RECORDS TO PROCESS:

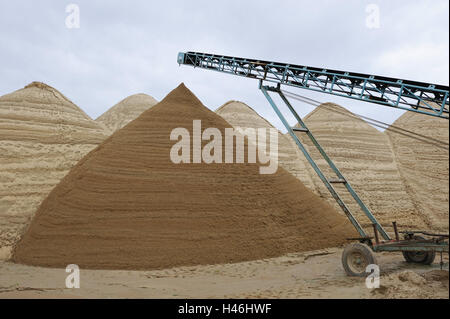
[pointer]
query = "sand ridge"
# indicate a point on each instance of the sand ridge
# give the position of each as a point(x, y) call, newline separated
point(127, 206)
point(42, 135)
point(424, 164)
point(125, 111)
point(239, 114)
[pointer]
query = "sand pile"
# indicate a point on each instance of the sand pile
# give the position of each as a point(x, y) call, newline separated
point(127, 206)
point(421, 148)
point(125, 111)
point(239, 114)
point(365, 157)
point(42, 135)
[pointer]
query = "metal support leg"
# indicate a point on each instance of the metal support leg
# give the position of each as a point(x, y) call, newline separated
point(341, 178)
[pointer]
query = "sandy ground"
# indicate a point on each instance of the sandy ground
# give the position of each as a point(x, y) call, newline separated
point(315, 274)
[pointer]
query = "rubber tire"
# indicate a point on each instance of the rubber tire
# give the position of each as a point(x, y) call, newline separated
point(428, 257)
point(365, 252)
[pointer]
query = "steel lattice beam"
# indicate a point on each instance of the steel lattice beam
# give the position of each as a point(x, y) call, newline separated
point(425, 98)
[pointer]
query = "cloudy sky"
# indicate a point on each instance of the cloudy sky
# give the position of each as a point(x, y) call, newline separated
point(127, 47)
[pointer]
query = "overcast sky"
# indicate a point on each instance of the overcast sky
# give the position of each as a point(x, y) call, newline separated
point(127, 47)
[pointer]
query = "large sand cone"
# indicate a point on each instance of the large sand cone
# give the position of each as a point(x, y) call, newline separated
point(421, 147)
point(239, 114)
point(365, 157)
point(127, 206)
point(42, 136)
point(125, 111)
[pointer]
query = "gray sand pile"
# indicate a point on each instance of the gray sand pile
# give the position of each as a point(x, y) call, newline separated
point(422, 153)
point(365, 157)
point(126, 205)
point(42, 135)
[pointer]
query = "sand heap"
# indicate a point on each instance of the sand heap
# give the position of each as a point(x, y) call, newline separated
point(127, 206)
point(421, 147)
point(365, 157)
point(125, 111)
point(42, 135)
point(239, 114)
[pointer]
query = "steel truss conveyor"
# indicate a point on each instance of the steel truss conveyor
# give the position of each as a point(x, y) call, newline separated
point(424, 98)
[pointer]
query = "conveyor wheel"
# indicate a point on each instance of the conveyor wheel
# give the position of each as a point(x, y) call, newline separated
point(355, 259)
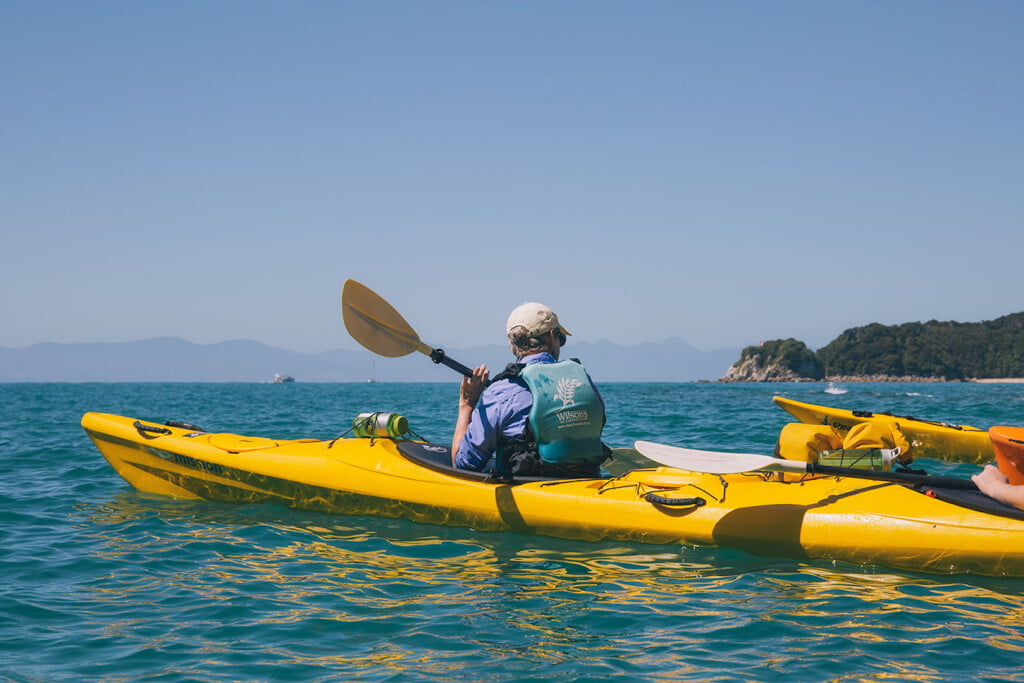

WHAT THE EXERCISE ASKS: How many of the lines above contain the string "sandy"? Give only the number.

RESPONSE TO THIS EXERCISE: 2